[Stored data entries]
··········

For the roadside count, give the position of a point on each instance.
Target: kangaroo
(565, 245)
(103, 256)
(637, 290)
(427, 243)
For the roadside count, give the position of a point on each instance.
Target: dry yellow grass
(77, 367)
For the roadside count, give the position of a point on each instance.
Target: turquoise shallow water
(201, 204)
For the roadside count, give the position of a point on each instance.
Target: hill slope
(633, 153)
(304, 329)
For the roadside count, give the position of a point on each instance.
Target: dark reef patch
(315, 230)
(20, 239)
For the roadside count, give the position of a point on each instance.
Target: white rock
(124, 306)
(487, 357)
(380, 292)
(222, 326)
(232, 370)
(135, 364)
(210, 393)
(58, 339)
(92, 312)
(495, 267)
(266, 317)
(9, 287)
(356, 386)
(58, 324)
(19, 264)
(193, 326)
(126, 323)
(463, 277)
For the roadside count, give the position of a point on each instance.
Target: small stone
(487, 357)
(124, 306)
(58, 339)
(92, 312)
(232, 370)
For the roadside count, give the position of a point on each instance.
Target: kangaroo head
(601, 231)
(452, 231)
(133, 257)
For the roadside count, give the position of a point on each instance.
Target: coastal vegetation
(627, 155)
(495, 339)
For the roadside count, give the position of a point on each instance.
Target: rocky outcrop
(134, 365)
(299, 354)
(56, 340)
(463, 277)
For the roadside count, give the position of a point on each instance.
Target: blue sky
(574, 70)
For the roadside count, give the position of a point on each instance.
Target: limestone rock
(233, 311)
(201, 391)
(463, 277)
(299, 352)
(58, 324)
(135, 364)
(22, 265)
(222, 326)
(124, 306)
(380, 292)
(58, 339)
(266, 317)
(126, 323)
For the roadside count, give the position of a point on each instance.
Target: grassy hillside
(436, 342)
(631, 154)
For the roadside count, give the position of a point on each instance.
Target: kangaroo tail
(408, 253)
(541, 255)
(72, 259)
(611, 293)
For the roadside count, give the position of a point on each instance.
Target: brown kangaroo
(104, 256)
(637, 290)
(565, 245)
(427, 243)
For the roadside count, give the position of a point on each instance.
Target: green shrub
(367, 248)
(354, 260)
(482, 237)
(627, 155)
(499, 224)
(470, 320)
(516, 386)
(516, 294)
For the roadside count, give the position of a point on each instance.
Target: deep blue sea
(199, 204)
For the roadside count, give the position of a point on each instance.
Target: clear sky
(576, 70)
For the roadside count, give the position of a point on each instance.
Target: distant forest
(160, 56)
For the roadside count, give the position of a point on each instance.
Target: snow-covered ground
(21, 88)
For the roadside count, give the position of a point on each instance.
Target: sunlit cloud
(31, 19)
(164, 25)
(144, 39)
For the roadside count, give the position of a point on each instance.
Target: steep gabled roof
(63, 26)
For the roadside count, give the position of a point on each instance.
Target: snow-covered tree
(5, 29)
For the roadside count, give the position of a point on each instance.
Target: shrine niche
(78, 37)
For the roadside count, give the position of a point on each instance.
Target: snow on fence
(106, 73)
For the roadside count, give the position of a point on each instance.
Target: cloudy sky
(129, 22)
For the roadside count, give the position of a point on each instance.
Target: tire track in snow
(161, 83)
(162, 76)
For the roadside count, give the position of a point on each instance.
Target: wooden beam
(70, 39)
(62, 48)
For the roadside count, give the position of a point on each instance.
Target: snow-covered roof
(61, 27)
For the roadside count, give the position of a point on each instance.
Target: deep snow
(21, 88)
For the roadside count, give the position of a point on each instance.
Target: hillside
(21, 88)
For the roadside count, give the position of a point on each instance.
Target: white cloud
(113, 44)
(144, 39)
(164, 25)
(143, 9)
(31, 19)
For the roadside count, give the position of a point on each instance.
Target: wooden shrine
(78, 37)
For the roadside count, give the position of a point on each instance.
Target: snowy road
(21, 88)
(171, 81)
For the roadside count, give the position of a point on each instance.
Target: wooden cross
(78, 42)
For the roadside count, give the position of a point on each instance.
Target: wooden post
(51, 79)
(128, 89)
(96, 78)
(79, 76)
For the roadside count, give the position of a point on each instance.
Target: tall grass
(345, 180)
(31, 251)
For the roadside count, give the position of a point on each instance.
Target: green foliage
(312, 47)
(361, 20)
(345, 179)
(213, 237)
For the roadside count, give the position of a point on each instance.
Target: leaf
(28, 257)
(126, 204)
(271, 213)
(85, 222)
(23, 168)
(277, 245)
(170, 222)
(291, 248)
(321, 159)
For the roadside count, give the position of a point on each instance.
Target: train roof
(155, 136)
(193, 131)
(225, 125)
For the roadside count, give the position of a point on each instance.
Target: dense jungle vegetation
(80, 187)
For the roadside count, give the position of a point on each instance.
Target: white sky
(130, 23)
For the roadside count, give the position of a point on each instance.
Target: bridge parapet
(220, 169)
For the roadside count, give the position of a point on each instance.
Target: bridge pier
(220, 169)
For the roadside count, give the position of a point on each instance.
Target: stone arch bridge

··········

### Problem requirements
If a line appears above, it belongs in your answer, printed exactly.

### Problem solution
For the roadside count, give the position of a point on each instance.
Target: kangaroo
(565, 245)
(103, 256)
(637, 290)
(427, 243)
For the roadside count, give the position of a point on each instance.
Target: dry yellow grass
(77, 367)
For the roadside count, give the position of a point on each instance.
Target: turquoise shallow water
(201, 204)
For the roadside count, give the position of a point on each instance.
Target: hill slope
(633, 153)
(304, 329)
For the roadside count, give the position of a point on each instance.
Target: dark reef patch
(315, 230)
(20, 239)
For the roadside count, give the position of a point on each instance.
Target: white rock
(124, 306)
(487, 357)
(380, 292)
(222, 326)
(232, 370)
(135, 364)
(210, 393)
(58, 339)
(92, 312)
(495, 267)
(266, 317)
(9, 287)
(356, 386)
(58, 324)
(19, 264)
(193, 326)
(126, 323)
(463, 277)
For the roadside count, give the position of a point on each instance.
Target: small stone
(487, 357)
(124, 306)
(58, 339)
(92, 312)
(232, 370)
For the roadside count, give the position of a point on each instance.
Target: kangaroo head
(601, 231)
(452, 231)
(133, 257)
For the roadside count, give the position of a point on each instance.
Target: coastal vegetation
(627, 155)
(495, 339)
For the roadside count, give the position of a point on each instance.
Target: rocky outcrop
(134, 365)
(299, 354)
(56, 340)
(463, 277)
For the roadside count, give the position of a point on each instance.
Target: blue sky
(574, 70)
For the roadside count, give the position of a point on each instance.
Target: limestone rock
(233, 311)
(201, 391)
(463, 277)
(299, 352)
(58, 324)
(135, 364)
(22, 265)
(222, 326)
(124, 306)
(380, 292)
(58, 339)
(266, 317)
(126, 323)
For the roadside count, give the position of a point on each instance.
Target: grassy hillside
(436, 342)
(631, 154)
For the roadside count, give the position of a point on each instance.
Target: kangaroo tail
(408, 253)
(541, 255)
(72, 259)
(611, 293)
For the roadside count, give the position of a point on each instance.
Target: brown kangaroo
(104, 256)
(637, 290)
(565, 245)
(427, 243)
For the roadside count, give the position of a point on each instance.
Target: green shrub
(367, 248)
(354, 260)
(482, 237)
(627, 155)
(499, 224)
(470, 320)
(516, 386)
(516, 294)
For the roadside count, give the position of a point on each instance.
Target: deep blue sea
(199, 204)
For the roadside count, give the position of a point on each instance.
Target: clear sky
(576, 70)
For the roadside count, give the position of a point on each instance.
Target: distant forest
(160, 56)
For the roadside count, give the position of a point on each instance.
Target: snow-covered ground
(21, 88)
For the roadside count, give the position of a point on each instance.
Target: sunlit cloud
(31, 19)
(164, 25)
(144, 39)
For the roadside count, give the position of a point on each instance.
Target: steep gabled roof
(63, 26)
For the roadside count, give the position of a point on each instance.
Target: snow-covered tree
(5, 29)
For the roadside count, give the position of a point on each instance.
Target: shrine niche
(78, 37)
For the roadside count, give the position of a point on each instance.
Target: snow on fence
(106, 73)
For the roadside count, give the position of a point on each instance.
Target: cloudy sky
(129, 22)
For the roadside count, give the position of a point on each instance.
Target: tire track in snow
(161, 83)
(162, 76)
For the roadside count, give the position of a point on each instance.
Target: wooden beam
(70, 39)
(62, 48)
For the roadside count, give the position of a point on each instance.
Target: snow-covered roof
(61, 27)
For the roadside count, give the position of a point on each instance.
Target: deep snow
(21, 88)
For the roadside count, give the position of a point on each instance.
Target: hillside
(21, 88)
For the roadside count, give the position of a point on each instance.
Target: white cloud
(113, 44)
(144, 39)
(164, 25)
(143, 9)
(31, 19)
For the roadside count, give the position of a point on each instance.
Target: wooden shrine
(78, 37)
For the roadside count, give the position of a point on each instance.
Target: snowy road
(21, 88)
(171, 81)
For the roadside count, give the position of a point on each instance.
Target: wooden cross
(78, 42)
For the roadside count, give the position of a point on each instance.
Target: wooden post
(51, 79)
(128, 89)
(96, 78)
(79, 76)
For the roadside count, give the position of a point on each instance.
Target: tall grass
(345, 180)
(31, 251)
For the roadside count, give the position of a point on each instance.
Target: green foliage
(312, 47)
(361, 20)
(345, 179)
(213, 237)
For the roadside count, give the position of a point on each instance.
Target: leaf
(28, 257)
(126, 204)
(271, 213)
(85, 222)
(23, 168)
(277, 245)
(170, 222)
(291, 248)
(321, 159)
For the roadside count, give the position of a point on each instance.
Target: train roof
(155, 136)
(193, 131)
(225, 125)
For the roadside count, give the position of a point on each instance.
Target: dense jungle vegetation
(80, 187)
For the roadside count, give the position of a point on each instance.
Target: white sky
(130, 23)
For the roadside count, give the position of a point on each instance.
Target: bridge parapet
(220, 169)
For the roadside count, give the position of a point on each instance.
Target: bridge pier
(220, 169)
For the roadside count, give the position of a point on each instance.
Target: stone arch bridge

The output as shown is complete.